→ **Given task**
Rewrite the lines below as a JSON list of strings, one string for each line, leaving out any blank lines.

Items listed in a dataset
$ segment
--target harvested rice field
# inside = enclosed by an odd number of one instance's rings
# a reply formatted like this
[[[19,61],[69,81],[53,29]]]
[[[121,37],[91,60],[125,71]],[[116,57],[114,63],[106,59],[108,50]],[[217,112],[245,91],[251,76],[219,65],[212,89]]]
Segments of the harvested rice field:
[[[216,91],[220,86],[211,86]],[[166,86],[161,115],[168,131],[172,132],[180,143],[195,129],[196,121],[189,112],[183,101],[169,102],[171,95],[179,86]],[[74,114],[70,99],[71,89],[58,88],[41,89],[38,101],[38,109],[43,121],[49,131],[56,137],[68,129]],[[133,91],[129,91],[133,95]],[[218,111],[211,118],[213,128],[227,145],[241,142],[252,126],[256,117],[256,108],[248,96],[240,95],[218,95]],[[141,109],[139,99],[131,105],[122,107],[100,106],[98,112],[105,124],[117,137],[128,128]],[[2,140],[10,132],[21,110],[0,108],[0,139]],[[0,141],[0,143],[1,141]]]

→ **Response**
[
  "$ segment",
  "--target harvested rice field",
  "# inside = enclosed by an odd number of one instance's rings",
  "# a reply formatted like this",
  "[[[19,61],[69,81],[53,29]]]",
  "[[[121,37],[91,60],[125,71]],[[116,57],[114,63],[106,59],[108,50]],[[217,112],[245,91],[251,76],[219,65],[212,89]]]",
  "Segments of the harvested rice field:",
  "[[[216,91],[220,86],[211,86]],[[166,86],[161,115],[168,131],[172,132],[180,143],[195,129],[196,121],[189,112],[183,101],[169,102],[171,95],[179,86]],[[74,114],[70,99],[71,89],[58,88],[41,89],[38,101],[38,109],[43,121],[49,131],[56,137],[68,129]],[[133,91],[129,91],[133,95]],[[218,111],[211,118],[213,128],[227,145],[241,142],[252,126],[256,117],[256,108],[248,96],[240,95],[218,95]],[[141,109],[139,99],[131,105],[122,107],[100,106],[98,112],[105,124],[117,137],[128,128]],[[2,140],[10,132],[21,110],[0,108],[0,139]],[[0,141],[0,143],[1,141]]]"
]